◆ GIVEN RECORDS:
--- Start ---

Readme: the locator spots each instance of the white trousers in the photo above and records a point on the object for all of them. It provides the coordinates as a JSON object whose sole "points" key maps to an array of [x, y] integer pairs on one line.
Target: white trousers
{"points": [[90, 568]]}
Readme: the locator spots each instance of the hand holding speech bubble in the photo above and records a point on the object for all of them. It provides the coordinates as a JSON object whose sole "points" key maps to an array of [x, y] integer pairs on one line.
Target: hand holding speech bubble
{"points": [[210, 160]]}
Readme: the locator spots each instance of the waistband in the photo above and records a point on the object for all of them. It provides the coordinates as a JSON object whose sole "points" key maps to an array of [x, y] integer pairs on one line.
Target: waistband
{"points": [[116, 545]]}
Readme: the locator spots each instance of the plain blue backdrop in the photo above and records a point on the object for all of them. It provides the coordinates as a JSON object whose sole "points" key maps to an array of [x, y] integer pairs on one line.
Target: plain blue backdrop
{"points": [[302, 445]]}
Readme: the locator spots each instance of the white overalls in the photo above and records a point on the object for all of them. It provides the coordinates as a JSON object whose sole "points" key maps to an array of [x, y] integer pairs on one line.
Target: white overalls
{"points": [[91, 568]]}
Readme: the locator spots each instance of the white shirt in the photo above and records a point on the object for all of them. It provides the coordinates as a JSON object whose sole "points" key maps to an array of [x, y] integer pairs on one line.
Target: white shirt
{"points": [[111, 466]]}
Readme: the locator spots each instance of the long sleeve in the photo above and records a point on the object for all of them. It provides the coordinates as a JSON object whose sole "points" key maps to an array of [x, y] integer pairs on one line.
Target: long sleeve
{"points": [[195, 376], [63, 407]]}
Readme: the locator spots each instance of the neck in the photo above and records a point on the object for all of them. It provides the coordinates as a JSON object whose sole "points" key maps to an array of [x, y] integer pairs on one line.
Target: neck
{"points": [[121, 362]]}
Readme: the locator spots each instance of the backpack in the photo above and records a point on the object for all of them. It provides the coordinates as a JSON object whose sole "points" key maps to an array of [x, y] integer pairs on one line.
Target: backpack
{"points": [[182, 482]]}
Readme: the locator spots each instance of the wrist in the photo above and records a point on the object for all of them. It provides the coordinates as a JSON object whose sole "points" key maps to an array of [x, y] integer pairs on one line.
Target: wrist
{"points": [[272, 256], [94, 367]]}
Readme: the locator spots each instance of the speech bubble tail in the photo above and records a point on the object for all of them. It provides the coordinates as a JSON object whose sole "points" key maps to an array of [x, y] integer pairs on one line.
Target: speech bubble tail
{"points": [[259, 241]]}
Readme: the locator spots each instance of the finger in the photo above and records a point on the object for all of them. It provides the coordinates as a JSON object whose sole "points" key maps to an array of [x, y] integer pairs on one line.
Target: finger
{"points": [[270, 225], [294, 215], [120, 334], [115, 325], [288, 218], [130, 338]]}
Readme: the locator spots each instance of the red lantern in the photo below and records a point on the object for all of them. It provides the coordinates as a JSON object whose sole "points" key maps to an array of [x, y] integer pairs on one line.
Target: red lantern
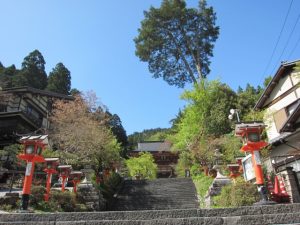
{"points": [[32, 153], [65, 171], [76, 178], [250, 132], [51, 164]]}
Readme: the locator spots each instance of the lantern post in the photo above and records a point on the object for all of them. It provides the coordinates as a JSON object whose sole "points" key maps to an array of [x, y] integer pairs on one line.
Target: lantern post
{"points": [[51, 164], [76, 178], [250, 132], [65, 171], [32, 153]]}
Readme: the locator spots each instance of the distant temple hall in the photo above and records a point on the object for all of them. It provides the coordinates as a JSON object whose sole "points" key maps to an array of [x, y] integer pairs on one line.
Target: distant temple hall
{"points": [[165, 159]]}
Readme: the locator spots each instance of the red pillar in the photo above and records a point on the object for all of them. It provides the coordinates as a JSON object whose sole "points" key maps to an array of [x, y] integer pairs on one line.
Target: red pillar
{"points": [[63, 183], [28, 178], [48, 186], [257, 167]]}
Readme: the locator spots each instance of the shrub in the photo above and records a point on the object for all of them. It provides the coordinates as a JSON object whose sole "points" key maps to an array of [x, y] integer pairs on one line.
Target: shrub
{"points": [[66, 201], [237, 194], [202, 183], [37, 195]]}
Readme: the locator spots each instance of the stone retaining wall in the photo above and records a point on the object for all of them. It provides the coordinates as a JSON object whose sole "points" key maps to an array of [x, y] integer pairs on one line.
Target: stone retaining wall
{"points": [[275, 214]]}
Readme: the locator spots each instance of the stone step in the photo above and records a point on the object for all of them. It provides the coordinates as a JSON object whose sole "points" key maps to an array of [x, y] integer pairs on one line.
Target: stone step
{"points": [[156, 194]]}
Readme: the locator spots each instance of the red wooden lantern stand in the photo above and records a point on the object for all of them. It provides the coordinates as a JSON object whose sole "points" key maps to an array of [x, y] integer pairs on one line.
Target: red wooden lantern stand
{"points": [[234, 170], [250, 132], [65, 171], [51, 164], [33, 147], [76, 179]]}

--- End ---

◆ TASK DIRECTIONS: Copy every line of the listing above word for word, without the pictures.

◆ EXERCISE SOLUTION:
Readme: the locator spots each instance of the white trousers in the photo above and records a point on the object for all of them. It provides the coordinates as a JSON object whose sole "points" key maps to an array of [x, y] integer pairs on one line.
Target: white trousers
{"points": [[90, 568]]}
Readme: the locator spots each instance of the hand holding speech bubble in the photo above and records a point on the object for all of them. It provides the coordinates as a JSON object whose sole "points" key maps to an array of [x, y] integer pairs on one line.
Target: hand holding speech bubble
{"points": [[210, 160]]}
Readme: the locator spots each instance of the waistband in the photo above and records a point on the object for all of them. It provides the coordinates as a JSON object whose sole "points" key maps to an array of [x, y] integer pairs on one line.
Target: waistband
{"points": [[116, 545]]}
Readme: the locator spots each instance of the plain blue backdrop in the photo above and records a point on the object for all of them. It provides the coordinates as a JSON object whose sole "points" key maps to an array of [x, y] integer pairs on one line.
Target: plain blue backdrop
{"points": [[302, 445]]}
Readme: the locator spots each instance of the white overalls in the photo above and records a point on the object for all of them. It provides the coordinates as a JSON object whose sole "points" key maps to an array of [x, y] integer pairs on one line.
Target: white overalls
{"points": [[91, 568]]}
Readme: the locator spots each instance of the white shirt in the photo above and records a point on the object for all of them. It provides the coordinates as a JSON object whose sole "points" key maps to an array of [x, y] integer pairs on one line.
Target: white shirt
{"points": [[111, 466]]}
Readme: the locator spots each instance of the long sleeve in the photo above and records a point on the object for all of them. It provides the coordinates as a JSON object whose sole "points" key maps to an array of [x, y] integer pairs on one line.
Target: long sleeve
{"points": [[195, 376], [63, 407]]}
Readme: the locator spots each instance of the neck in the photo above and records a point on the object for all of them. It provides the coordinates as a JSON object whose sole "points" key maps to an array of [x, y] integer pairs on one line.
Target: neck
{"points": [[121, 362]]}
Readme: the locator spots each instance of the backpack in the photo above and records a point on the object for all of them. It provides the coordinates as a JSON object whose sole "points" key maps to an array of [x, y] integer pairs on one line.
Target: backpack
{"points": [[182, 482]]}
Readme: the locator spots each instance of the wrist in the photo above and records a point on the object for all of them. It provides the coordinates as a JSON object whose sole "points" key maps to an array of [x, y] integer pairs on one line.
Target: wrist
{"points": [[272, 256], [94, 367]]}
Readme: the locator spots each instance of the speech bubble tail in the photo above and records a point on the object for all of them. It provides the coordinates as a JSON object whose sole "points" key maps to an array of [x, y] integer pairs on one line.
Target: speech bubble tail
{"points": [[259, 241]]}
Readme: the locator spots each instance of the finger in the photo above and records a point on the object for all of them. It provides the coordinates as a JSON object whose sole "points" key maps to an array of [x, y] integer pairs on one line.
Target: finger
{"points": [[270, 225], [294, 215], [120, 334], [115, 325], [288, 218], [130, 338]]}
Readme: the locator spots each instance of the red lantern in the photo below and records a point on the object for all of them. It provides the coordinates as a JSON object whose sole "points" key maps to an array of [x, y] integer pairs on one line.
Target: red lantern
{"points": [[32, 153], [65, 171], [76, 178], [250, 132], [51, 164]]}
Readme: the locator spots each instance of the lantern post in the photo above and records a point on the object for all of them. It provides the coordinates as a JSON object whose sole "points" key maps to an array of [x, y] integer pairs on one line.
Target: lantern post
{"points": [[51, 164], [76, 178], [250, 132], [65, 171], [32, 153]]}
Readme: the locator spots each instance of the distant temple hall in the photo above and records a point on the object for all of them. It provides the coordinates as a JSON object whose sole "points" key maps to an array of [x, y] integer pairs on one line.
Target: distant temple hall
{"points": [[165, 159]]}
Readme: the locator spots each instance of the red pillar in the photo above and records a point on the object for all of them. It provides the coordinates as a JSON object whose sole "points" key maps to an array of [x, y] integer pairs on one line.
Target: red pillar
{"points": [[63, 183], [28, 178], [48, 186], [257, 167]]}
Readme: the locator spots each instance of the shrub in the photo above and records a point on the object for all of them. It provides the coordinates as a JSON object whose sole "points" key maps to an array of [x, y] integer pairs on one line.
Target: shrub
{"points": [[66, 201], [237, 194], [202, 183], [37, 195]]}
Readme: the locator spots each instance of the stone retaining wall in the photo above and records a point on the object for all of them. It provides the coordinates as a JSON object whose sole "points" key maps to an array of [x, y] integer pairs on one line.
Target: stone retaining wall
{"points": [[275, 214]]}
Readme: the locator spots each instance of the stone step in the photo above and records a point on the object for all of them. It provides the coordinates as a JSON object whose sole "points" key maps to an array of [x, y] integer pairs on one line.
Target: stone step
{"points": [[156, 194]]}
Readme: the locator spots each instance of the red wooden lantern stand in the photo above and records a point on the object for all of them. It provides the coordinates as a JSON object whose sole "points" key maps to an array of [x, y] integer pairs on one line.
Target: red wooden lantern stand
{"points": [[234, 170], [250, 132], [65, 171], [51, 164], [33, 147], [76, 179]]}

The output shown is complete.